(STORED DATA)

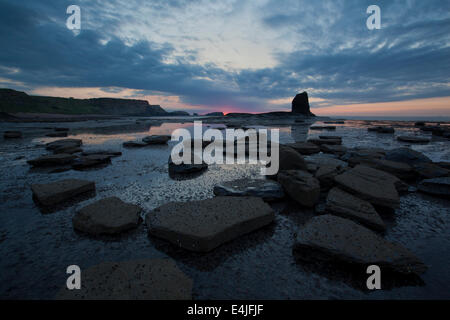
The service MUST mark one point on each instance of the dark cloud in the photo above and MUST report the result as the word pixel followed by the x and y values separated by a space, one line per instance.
pixel 337 59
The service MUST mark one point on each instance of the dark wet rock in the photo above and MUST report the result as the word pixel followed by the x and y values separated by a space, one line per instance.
pixel 413 139
pixel 334 122
pixel 335 239
pixel 12 135
pixel 187 168
pixel 334 149
pixel 58 145
pixel 381 129
pixel 206 224
pixel 326 159
pixel 322 128
pixel 443 164
pixel 430 171
pixel 406 155
pixel 110 153
pixel 150 279
pixel 56 134
pixel 68 149
pixel 331 137
pixel 59 191
pixel 134 144
pixel 268 190
pixel 375 186
pixel 290 159
pixel 300 104
pixel 320 142
pixel 437 186
pixel 107 216
pixel 326 173
pixel 399 169
pixel 156 139
pixel 304 148
pixel 90 161
pixel 301 186
pixel 344 204
pixel 52 160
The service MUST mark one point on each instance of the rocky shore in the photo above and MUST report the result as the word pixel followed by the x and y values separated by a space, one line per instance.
pixel 333 203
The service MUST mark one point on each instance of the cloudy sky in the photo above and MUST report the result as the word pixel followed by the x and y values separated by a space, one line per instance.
pixel 234 55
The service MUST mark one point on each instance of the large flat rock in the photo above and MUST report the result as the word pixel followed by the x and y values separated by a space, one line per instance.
pixel 437 186
pixel 375 186
pixel 59 191
pixel 151 279
pixel 52 160
pixel 206 224
pixel 301 186
pixel 344 204
pixel 334 239
pixel 268 190
pixel 107 216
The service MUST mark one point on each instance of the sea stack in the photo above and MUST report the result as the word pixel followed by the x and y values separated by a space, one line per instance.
pixel 300 104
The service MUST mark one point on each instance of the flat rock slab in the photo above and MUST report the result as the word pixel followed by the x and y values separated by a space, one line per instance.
pixel 107 216
pixel 332 239
pixel 64 143
pixel 407 155
pixel 52 160
pixel 344 204
pixel 53 193
pixel 110 153
pixel 304 148
pixel 301 186
pixel 12 134
pixel 413 139
pixel 90 161
pixel 322 128
pixel 268 190
pixel 325 141
pixel 375 186
pixel 437 186
pixel 156 139
pixel 134 144
pixel 151 279
pixel 206 224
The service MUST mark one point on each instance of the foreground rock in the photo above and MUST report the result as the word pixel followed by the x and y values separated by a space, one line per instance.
pixel 52 160
pixel 58 145
pixel 381 129
pixel 335 239
pixel 291 159
pixel 107 216
pixel 369 184
pixel 304 148
pixel 156 139
pixel 343 204
pixel 321 141
pixel 187 168
pixel 90 161
pixel 268 190
pixel 56 192
pixel 150 279
pixel 437 186
pixel 413 139
pixel 301 186
pixel 406 155
pixel 12 135
pixel 206 224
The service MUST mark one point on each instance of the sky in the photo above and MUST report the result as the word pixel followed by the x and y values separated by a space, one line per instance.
pixel 234 55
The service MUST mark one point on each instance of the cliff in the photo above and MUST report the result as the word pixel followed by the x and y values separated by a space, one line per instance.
pixel 16 101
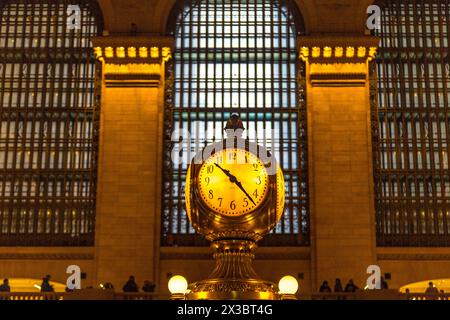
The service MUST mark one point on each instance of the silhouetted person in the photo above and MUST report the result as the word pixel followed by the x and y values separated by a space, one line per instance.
pixel 350 287
pixel 46 286
pixel 5 286
pixel 338 286
pixel 148 286
pixel 384 285
pixel 131 285
pixel 108 286
pixel 431 289
pixel 325 287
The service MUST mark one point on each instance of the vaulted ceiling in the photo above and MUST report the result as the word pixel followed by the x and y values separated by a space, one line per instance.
pixel 151 16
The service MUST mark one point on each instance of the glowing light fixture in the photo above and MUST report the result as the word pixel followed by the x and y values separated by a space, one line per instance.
pixel 316 52
pixel 154 52
pixel 288 287
pixel 109 53
pixel 361 52
pixel 178 287
pixel 132 52
pixel 120 51
pixel 350 52
pixel 339 52
pixel 327 52
pixel 143 52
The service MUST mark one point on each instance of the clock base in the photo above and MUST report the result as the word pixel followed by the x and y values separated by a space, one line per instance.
pixel 233 278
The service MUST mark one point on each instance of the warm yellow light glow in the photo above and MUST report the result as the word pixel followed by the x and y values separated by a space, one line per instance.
pixel 32 285
pixel 109 52
pixel 166 53
pixel 133 68
pixel 420 287
pixel 143 52
pixel 361 52
pixel 316 52
pixel 120 51
pixel 372 52
pixel 350 53
pixel 226 197
pixel 339 52
pixel 288 285
pixel 98 52
pixel 132 52
pixel 327 52
pixel 304 51
pixel 154 52
pixel 178 284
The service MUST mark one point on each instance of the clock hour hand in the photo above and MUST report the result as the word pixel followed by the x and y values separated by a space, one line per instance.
pixel 234 180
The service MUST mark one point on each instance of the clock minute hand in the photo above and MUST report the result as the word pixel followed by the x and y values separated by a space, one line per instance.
pixel 239 184
pixel 234 180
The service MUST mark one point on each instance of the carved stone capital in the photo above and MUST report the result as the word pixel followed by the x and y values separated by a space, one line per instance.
pixel 133 61
pixel 337 61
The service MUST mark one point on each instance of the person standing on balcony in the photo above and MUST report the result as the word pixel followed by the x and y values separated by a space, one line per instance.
pixel 5 286
pixel 384 285
pixel 338 286
pixel 148 286
pixel 350 287
pixel 431 288
pixel 131 285
pixel 325 287
pixel 46 286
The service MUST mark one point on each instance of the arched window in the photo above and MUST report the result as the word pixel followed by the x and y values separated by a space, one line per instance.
pixel 411 124
pixel 49 122
pixel 236 56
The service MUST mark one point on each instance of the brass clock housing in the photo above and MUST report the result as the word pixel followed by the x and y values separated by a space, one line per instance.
pixel 215 224
pixel 234 233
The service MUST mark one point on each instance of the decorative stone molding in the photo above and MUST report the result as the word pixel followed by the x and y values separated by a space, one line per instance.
pixel 412 256
pixel 265 253
pixel 337 61
pixel 46 256
pixel 133 61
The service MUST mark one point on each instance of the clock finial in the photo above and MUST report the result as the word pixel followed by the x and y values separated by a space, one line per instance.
pixel 234 126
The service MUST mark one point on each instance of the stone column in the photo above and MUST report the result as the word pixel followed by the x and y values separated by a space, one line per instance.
pixel 340 157
pixel 129 183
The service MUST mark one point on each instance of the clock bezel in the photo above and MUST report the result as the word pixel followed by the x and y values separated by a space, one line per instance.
pixel 218 216
pixel 260 202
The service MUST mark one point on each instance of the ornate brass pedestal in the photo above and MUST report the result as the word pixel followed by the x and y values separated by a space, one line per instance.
pixel 233 235
pixel 233 277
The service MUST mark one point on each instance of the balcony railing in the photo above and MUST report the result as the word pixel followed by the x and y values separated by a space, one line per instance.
pixel 111 295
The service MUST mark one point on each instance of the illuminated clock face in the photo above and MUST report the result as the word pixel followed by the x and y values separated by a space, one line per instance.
pixel 233 182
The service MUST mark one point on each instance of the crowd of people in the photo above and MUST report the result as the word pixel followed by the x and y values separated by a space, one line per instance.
pixel 129 286
pixel 149 287
pixel 349 287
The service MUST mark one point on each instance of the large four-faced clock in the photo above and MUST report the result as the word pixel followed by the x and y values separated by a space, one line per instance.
pixel 233 182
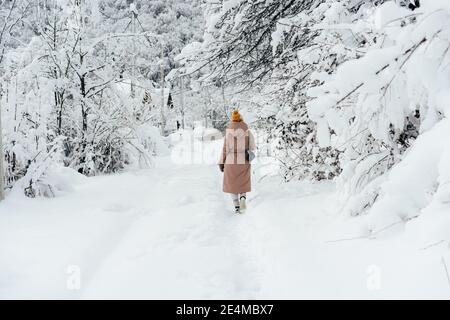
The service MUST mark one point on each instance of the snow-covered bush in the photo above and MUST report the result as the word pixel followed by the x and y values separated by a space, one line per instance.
pixel 377 105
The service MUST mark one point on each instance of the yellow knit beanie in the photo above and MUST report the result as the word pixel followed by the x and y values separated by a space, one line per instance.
pixel 236 116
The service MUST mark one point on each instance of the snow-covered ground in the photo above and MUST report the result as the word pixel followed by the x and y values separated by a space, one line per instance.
pixel 169 232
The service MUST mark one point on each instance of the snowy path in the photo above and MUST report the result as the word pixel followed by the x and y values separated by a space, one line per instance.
pixel 162 233
pixel 169 232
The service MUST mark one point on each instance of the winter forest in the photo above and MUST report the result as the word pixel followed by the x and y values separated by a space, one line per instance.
pixel 112 119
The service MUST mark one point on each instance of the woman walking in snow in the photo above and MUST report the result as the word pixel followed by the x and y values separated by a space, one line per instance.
pixel 237 152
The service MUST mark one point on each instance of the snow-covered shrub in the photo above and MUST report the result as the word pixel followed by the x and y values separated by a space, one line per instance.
pixel 376 106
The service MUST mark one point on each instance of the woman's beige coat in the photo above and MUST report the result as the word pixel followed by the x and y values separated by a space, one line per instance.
pixel 237 172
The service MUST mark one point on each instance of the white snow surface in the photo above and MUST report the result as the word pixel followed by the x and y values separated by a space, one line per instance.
pixel 169 232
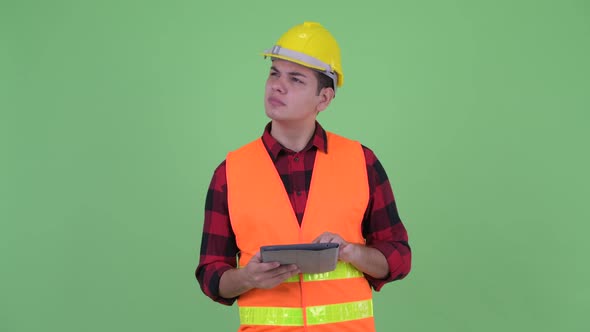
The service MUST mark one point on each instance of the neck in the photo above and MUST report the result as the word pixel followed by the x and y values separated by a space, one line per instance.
pixel 292 136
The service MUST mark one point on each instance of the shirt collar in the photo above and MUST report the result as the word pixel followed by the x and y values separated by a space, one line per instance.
pixel 318 140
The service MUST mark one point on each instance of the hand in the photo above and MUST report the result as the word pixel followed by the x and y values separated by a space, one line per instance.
pixel 346 252
pixel 267 275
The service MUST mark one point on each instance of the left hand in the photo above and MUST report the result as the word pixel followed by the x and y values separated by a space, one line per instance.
pixel 346 252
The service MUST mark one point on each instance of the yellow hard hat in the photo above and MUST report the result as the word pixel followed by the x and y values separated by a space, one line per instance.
pixel 310 45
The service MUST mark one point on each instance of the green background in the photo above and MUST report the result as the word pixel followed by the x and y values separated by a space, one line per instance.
pixel 114 115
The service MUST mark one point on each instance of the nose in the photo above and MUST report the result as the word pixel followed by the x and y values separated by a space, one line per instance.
pixel 278 85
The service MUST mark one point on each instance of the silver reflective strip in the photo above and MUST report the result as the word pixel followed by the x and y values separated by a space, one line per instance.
pixel 305 59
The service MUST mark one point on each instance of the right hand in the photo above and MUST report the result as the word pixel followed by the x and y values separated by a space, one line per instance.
pixel 267 275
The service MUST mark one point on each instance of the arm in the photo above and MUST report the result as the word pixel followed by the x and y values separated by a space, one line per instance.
pixel 216 273
pixel 218 244
pixel 386 256
pixel 382 226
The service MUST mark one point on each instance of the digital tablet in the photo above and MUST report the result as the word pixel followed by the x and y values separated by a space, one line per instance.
pixel 309 257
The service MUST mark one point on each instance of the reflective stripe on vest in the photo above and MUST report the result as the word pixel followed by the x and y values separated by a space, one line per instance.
pixel 322 314
pixel 342 271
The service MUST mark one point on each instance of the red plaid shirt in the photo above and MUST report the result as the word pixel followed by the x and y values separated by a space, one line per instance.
pixel 382 227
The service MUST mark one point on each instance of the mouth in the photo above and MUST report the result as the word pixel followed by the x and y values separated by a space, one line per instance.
pixel 275 101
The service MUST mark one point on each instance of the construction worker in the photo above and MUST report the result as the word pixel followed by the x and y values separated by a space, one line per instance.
pixel 301 184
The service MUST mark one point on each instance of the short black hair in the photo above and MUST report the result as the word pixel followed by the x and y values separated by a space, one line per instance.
pixel 324 82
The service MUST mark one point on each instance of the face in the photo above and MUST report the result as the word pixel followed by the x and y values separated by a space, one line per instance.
pixel 291 93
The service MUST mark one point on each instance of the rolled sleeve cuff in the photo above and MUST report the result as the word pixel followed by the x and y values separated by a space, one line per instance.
pixel 211 287
pixel 393 261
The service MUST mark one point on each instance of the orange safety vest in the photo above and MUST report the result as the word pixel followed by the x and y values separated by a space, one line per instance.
pixel 261 214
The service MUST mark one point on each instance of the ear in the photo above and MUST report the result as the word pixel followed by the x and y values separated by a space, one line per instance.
pixel 325 98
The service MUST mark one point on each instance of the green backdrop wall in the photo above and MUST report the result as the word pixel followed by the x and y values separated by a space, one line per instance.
pixel 114 115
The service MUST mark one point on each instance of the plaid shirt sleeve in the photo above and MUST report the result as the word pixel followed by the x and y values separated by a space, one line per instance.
pixel 218 244
pixel 382 227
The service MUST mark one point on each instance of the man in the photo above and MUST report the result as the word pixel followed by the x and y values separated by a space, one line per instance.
pixel 301 184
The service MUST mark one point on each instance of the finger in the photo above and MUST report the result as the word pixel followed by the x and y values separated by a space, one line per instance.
pixel 256 258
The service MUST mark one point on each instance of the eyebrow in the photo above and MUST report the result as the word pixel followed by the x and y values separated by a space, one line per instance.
pixel 292 73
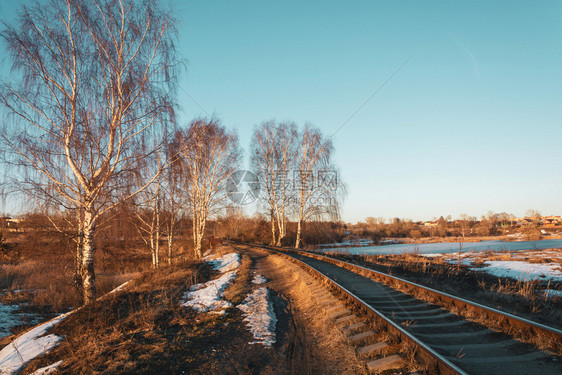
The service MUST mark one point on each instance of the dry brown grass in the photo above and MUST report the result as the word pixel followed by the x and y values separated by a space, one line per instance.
pixel 314 345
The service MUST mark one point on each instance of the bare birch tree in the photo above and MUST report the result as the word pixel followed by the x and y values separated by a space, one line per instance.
pixel 208 155
pixel 274 153
pixel 95 75
pixel 316 182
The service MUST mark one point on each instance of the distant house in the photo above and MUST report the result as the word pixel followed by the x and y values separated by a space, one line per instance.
pixel 9 223
pixel 430 224
pixel 552 221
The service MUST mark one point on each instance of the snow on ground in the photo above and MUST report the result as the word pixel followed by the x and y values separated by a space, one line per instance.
pixel 31 344
pixel 550 293
pixel 259 279
pixel 226 262
pixel 464 262
pixel 260 317
pixel 522 270
pixel 209 296
pixel 8 319
pixel 48 369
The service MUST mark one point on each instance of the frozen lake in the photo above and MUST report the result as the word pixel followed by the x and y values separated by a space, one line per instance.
pixel 450 247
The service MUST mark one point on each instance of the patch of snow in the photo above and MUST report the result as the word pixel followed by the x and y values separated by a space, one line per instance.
pixel 464 262
pixel 208 296
pixel 119 288
pixel 259 314
pixel 259 279
pixel 550 293
pixel 48 369
pixel 8 318
pixel 31 344
pixel 226 262
pixel 522 270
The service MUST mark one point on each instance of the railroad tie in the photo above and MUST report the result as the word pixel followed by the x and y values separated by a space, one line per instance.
pixel 334 308
pixel 361 336
pixel 387 363
pixel 354 327
pixel 372 349
pixel 345 319
pixel 338 314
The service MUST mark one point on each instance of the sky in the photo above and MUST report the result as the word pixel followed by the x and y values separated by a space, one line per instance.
pixel 466 116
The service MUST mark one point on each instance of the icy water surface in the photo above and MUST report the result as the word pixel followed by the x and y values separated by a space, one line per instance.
pixel 450 247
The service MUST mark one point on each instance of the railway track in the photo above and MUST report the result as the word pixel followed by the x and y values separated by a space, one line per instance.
pixel 446 341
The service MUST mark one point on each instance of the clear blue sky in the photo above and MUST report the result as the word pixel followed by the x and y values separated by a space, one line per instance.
pixel 472 123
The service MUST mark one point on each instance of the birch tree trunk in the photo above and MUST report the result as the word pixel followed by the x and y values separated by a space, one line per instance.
pixel 96 76
pixel 88 274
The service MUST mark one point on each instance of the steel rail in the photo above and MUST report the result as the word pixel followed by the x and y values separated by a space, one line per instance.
pixel 504 319
pixel 436 363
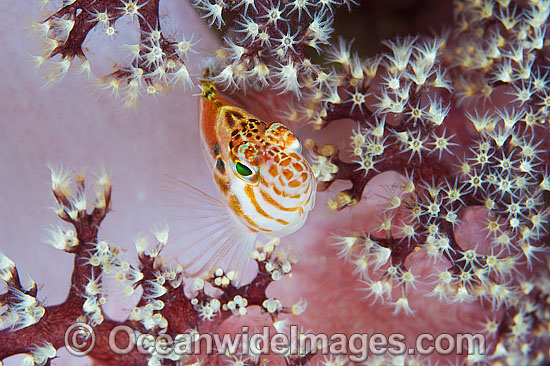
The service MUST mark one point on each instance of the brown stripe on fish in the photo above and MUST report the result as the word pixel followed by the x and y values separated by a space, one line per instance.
pixel 250 193
pixel 273 202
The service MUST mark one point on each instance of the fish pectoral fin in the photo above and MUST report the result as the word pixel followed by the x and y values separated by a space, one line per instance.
pixel 208 237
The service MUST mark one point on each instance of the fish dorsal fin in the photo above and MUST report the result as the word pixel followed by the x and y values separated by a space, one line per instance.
pixel 207 236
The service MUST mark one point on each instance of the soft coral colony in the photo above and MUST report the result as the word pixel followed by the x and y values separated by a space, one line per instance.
pixel 462 117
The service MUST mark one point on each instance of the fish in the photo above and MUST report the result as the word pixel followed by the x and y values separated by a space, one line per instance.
pixel 265 185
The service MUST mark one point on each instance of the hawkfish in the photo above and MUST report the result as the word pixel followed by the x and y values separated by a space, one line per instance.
pixel 265 185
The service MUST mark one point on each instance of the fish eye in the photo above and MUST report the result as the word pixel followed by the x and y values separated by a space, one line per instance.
pixel 245 171
pixel 242 169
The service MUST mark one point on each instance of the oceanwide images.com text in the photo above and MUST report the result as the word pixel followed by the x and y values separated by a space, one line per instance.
pixel 80 340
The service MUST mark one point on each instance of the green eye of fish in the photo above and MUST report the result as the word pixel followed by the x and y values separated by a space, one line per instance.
pixel 242 169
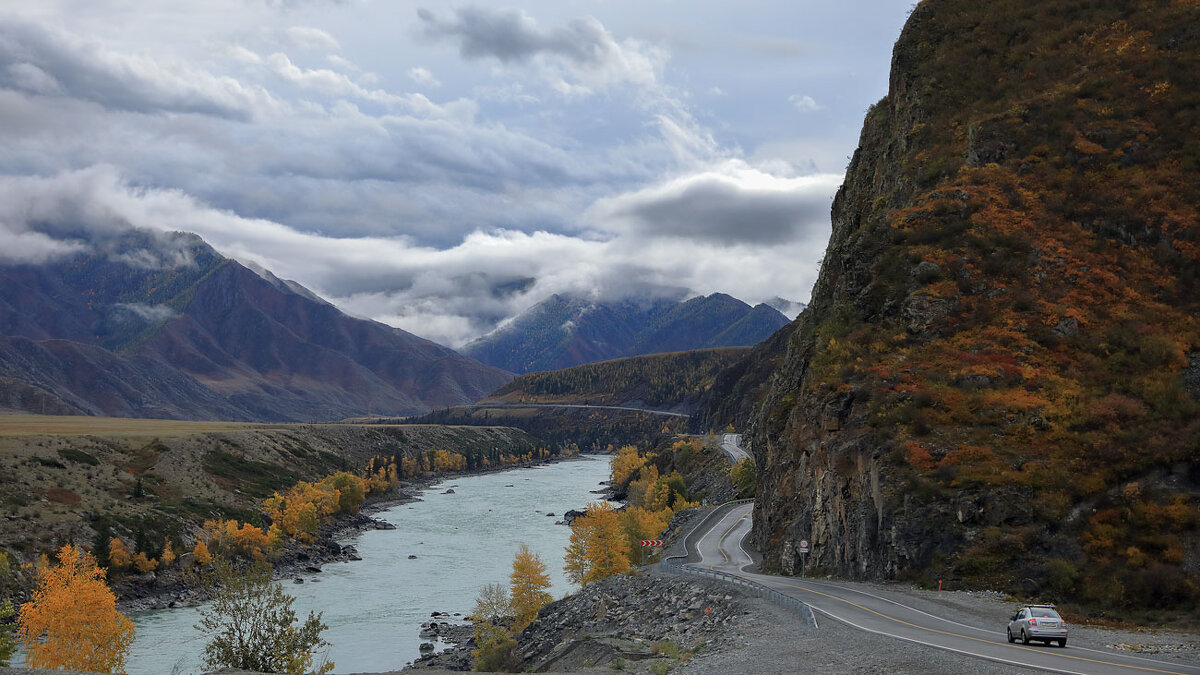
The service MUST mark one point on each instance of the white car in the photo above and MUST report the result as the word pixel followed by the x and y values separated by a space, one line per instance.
pixel 1037 622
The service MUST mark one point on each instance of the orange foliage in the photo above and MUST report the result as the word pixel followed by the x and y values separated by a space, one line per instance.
pixel 118 555
pixel 598 548
pixel 528 584
pixel 72 621
pixel 201 551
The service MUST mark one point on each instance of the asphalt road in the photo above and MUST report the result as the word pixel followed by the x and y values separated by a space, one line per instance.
pixel 666 413
pixel 720 549
pixel 732 446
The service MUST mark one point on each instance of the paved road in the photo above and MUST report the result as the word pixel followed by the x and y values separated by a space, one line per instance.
pixel 732 446
pixel 667 413
pixel 721 549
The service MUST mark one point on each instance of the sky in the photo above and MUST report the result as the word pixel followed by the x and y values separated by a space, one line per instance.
pixel 443 166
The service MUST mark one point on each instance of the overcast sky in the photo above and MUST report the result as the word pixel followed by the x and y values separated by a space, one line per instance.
pixel 442 166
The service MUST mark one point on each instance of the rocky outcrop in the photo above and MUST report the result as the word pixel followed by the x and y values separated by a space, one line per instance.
pixel 990 329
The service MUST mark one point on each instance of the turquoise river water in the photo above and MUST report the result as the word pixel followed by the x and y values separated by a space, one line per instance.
pixel 375 607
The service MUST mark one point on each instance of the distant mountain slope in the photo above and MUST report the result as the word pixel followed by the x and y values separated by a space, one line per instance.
pixel 675 381
pixel 162 326
pixel 562 332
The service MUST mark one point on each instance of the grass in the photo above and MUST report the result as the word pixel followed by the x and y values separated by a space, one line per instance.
pixel 113 426
pixel 256 478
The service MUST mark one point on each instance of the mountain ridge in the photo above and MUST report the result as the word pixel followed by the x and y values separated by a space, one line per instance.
pixel 210 339
pixel 563 332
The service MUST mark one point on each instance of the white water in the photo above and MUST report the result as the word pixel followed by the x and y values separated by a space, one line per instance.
pixel 375 607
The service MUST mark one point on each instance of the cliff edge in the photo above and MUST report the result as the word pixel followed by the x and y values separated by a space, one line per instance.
pixel 999 375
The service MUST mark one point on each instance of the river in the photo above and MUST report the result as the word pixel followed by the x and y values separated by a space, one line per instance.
pixel 375 607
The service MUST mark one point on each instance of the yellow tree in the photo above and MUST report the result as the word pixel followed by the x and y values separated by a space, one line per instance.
pixel 72 621
pixel 598 548
pixel 118 555
pixel 639 524
pixel 528 584
pixel 201 551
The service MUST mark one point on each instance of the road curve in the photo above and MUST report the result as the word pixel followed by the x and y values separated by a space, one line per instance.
pixel 732 446
pixel 721 549
pixel 666 413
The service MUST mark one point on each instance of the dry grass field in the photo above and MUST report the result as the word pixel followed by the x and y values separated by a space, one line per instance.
pixel 19 424
pixel 65 478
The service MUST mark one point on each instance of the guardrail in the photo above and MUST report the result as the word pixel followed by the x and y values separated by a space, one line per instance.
pixel 757 589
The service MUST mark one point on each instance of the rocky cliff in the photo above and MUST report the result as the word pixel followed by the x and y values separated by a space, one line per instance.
pixel 996 380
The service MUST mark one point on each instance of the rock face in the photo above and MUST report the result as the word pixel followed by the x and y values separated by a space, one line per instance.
pixel 993 378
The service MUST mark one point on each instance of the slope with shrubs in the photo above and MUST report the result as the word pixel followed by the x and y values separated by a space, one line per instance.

(End STORED DATA)

*EXERCISE DETAILS:*
Start at the line containing "the rocky cliff" and print each line exactly until the listing ends, keeping the final line too.

*COMPLETED EXERCISE:*
The service MUST mark one point on each instance of the rocky cliff in the photo above and MUST report the result as the word pixel followed by the x and y values separated by a space, one line per instance.
pixel 996 380
The service MUST mark one point on each instance of the rock face in the photo above and MUST report the result as the word pixel followed by the x and y values separated by a space, one line per instance.
pixel 993 378
The service MUST mark one point on each instance of the slope with shrubs in the photo above and MUST report the result as the word pixel followed by the x and y values separated by a space, one line per instance.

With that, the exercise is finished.